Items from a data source
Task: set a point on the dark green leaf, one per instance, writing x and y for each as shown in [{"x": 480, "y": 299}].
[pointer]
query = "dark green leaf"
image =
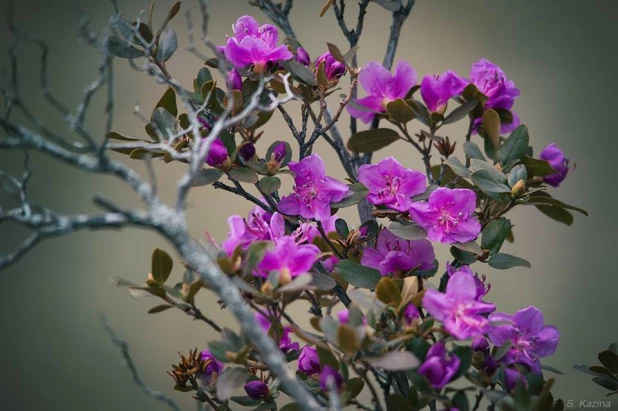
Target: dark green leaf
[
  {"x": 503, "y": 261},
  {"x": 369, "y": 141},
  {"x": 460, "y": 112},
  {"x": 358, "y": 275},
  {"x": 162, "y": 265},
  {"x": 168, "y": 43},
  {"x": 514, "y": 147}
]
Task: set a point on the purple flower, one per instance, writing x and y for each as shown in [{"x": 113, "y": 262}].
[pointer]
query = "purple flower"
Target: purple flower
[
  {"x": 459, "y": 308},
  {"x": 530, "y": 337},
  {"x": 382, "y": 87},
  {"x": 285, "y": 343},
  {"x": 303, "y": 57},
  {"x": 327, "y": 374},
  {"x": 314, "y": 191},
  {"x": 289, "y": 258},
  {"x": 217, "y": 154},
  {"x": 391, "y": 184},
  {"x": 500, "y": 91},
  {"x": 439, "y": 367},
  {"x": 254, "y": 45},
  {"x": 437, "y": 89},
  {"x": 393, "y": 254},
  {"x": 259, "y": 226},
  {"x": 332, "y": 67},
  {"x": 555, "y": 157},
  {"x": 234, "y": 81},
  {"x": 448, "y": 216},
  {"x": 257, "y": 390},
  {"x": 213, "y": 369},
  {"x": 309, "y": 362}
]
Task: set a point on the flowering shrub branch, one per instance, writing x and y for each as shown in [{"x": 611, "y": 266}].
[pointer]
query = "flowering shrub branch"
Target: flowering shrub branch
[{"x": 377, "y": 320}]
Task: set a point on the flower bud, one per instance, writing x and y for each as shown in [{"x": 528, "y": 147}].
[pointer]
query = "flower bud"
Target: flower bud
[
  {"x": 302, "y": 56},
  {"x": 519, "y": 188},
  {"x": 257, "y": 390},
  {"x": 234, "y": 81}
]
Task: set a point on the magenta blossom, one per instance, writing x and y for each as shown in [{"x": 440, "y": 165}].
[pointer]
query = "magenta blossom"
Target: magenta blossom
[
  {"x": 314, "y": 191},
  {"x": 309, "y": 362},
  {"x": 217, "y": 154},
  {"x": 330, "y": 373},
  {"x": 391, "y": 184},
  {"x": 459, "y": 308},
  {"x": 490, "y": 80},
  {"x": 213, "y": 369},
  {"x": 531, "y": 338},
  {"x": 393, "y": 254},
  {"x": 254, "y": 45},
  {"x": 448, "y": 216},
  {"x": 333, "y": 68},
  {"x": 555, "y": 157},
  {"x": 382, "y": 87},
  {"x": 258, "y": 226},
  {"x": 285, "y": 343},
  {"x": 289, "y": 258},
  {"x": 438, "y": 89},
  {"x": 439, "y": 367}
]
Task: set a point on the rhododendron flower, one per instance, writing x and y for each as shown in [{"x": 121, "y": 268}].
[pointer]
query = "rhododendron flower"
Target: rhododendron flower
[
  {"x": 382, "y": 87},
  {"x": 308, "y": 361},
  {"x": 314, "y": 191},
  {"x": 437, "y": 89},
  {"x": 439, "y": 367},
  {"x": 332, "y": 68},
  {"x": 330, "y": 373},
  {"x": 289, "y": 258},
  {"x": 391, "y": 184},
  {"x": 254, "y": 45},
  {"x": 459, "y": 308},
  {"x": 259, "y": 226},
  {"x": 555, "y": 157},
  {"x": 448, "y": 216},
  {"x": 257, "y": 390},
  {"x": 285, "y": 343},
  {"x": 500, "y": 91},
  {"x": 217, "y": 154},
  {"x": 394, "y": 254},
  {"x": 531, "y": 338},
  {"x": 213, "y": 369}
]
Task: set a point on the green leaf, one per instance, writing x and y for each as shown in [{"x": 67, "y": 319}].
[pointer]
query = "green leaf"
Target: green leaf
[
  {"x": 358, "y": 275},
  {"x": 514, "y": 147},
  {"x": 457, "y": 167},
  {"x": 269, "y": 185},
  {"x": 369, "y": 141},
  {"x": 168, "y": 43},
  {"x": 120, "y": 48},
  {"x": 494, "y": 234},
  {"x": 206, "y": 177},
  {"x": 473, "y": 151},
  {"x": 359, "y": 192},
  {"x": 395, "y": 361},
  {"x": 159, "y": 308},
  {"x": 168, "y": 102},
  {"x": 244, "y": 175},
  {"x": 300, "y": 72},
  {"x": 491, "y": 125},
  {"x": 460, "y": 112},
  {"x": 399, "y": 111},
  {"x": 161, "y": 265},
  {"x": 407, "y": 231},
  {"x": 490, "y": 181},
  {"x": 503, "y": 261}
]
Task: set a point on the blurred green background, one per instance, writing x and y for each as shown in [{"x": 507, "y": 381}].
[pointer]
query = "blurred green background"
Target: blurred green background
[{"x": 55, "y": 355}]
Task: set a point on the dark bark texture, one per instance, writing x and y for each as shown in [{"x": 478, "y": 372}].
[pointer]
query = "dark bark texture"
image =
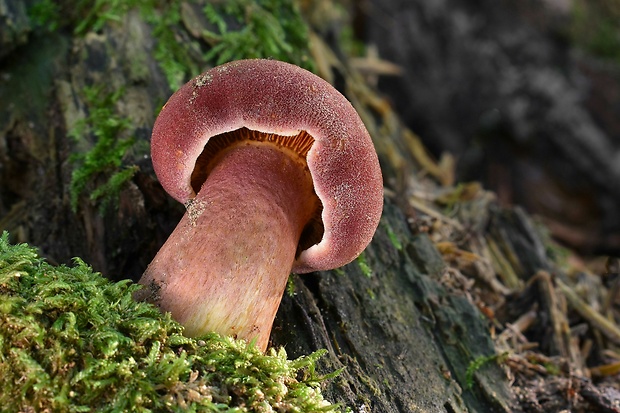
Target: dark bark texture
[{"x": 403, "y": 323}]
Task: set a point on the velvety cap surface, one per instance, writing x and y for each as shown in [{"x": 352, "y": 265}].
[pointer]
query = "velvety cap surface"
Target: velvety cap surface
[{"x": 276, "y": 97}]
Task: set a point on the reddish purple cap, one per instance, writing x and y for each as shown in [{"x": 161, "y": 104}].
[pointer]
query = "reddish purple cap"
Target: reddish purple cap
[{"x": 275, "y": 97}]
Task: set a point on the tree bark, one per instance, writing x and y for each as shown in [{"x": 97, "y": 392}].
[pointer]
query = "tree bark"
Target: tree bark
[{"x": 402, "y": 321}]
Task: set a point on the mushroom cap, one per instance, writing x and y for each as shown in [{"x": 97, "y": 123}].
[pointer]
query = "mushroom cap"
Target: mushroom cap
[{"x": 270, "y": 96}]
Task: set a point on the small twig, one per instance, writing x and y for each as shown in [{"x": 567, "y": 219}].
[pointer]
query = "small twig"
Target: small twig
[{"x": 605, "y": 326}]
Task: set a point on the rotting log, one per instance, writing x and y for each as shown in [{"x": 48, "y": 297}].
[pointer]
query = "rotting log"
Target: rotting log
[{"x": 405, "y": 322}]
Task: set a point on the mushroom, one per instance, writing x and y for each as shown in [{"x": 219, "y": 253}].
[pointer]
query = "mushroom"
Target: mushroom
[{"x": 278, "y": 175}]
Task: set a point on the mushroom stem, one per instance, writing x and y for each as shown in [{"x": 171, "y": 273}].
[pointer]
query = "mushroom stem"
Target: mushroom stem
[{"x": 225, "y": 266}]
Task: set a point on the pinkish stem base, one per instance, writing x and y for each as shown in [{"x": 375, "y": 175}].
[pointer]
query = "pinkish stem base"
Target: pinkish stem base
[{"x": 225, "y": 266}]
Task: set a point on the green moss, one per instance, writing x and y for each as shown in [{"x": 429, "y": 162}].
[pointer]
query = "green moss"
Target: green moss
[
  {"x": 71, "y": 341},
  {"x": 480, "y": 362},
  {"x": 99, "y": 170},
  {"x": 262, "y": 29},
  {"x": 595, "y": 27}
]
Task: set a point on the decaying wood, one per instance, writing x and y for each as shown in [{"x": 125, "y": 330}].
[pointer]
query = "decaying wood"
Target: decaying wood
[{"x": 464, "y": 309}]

#### [Task description]
Extract the lines above from the one containing "Task: set a point on the velvety" to the last line, both included, exactly as written.

#### [Task output]
Task: set a point on the velvety cap surface, one per instance, writing x and y for each as shown in [{"x": 352, "y": 265}].
[pointer]
query = "velvety cap surface"
Target: velvety cap surface
[{"x": 276, "y": 97}]
Task: set a point on the reddish purple cap, one per instance, writing x and y for each as shown in [{"x": 161, "y": 104}].
[pointer]
query = "reddish purple cap"
Target: reddish purple cap
[{"x": 275, "y": 97}]
Task: set a point on the tree bark, one per instance, writing x and y for each as shown in [{"x": 97, "y": 392}].
[pointer]
query = "tree bark"
Target: tree bark
[{"x": 402, "y": 321}]
Task: set a point on the mushroom cap, one per instance, writing x and y for each as shown in [{"x": 97, "y": 123}].
[pointer]
query = "mushroom cap"
Target: mushroom cap
[{"x": 270, "y": 96}]
Task: set a point on the small twig, one per instance, writing x and y for each as shown in [{"x": 567, "y": 219}].
[pointer]
query = "small twig"
Target: small twig
[{"x": 605, "y": 326}]
Task: set a point on the rotting log, one per instance, writing x and y for each as shown in [{"x": 48, "y": 297}].
[pointer]
query = "rotting log"
Target: rotting log
[{"x": 405, "y": 322}]
Task: set a point on the mushroom, one per instance, writing x and y for each as shown in [{"x": 219, "y": 253}].
[pointer]
query = "mushroom"
Target: mushroom
[{"x": 278, "y": 175}]
Task: set a point on the mushroom stem, one per instance, writing x and y for each as shown in [{"x": 171, "y": 273}].
[pointer]
query = "mushroom stem"
Target: mushroom stem
[{"x": 225, "y": 266}]
Task: set a point on the pinkish stem base, one per instance, writing x and y for each as shown in [{"x": 375, "y": 175}].
[pointer]
query = "pinkish stem base"
Target: pinkish stem base
[{"x": 225, "y": 266}]
Task: set a point on the green moss, one per instance, writing x and y for each as shown in [{"x": 429, "y": 162}].
[pointer]
query = "green moss"
Target: green moss
[
  {"x": 71, "y": 341},
  {"x": 480, "y": 362},
  {"x": 99, "y": 170},
  {"x": 262, "y": 29},
  {"x": 595, "y": 27}
]
Task: set a point on the decaying wood, one per instance, writing x and y for each as shown in [{"x": 125, "y": 330}].
[pointer]
query = "decaying wood"
Target: decaying wood
[{"x": 464, "y": 309}]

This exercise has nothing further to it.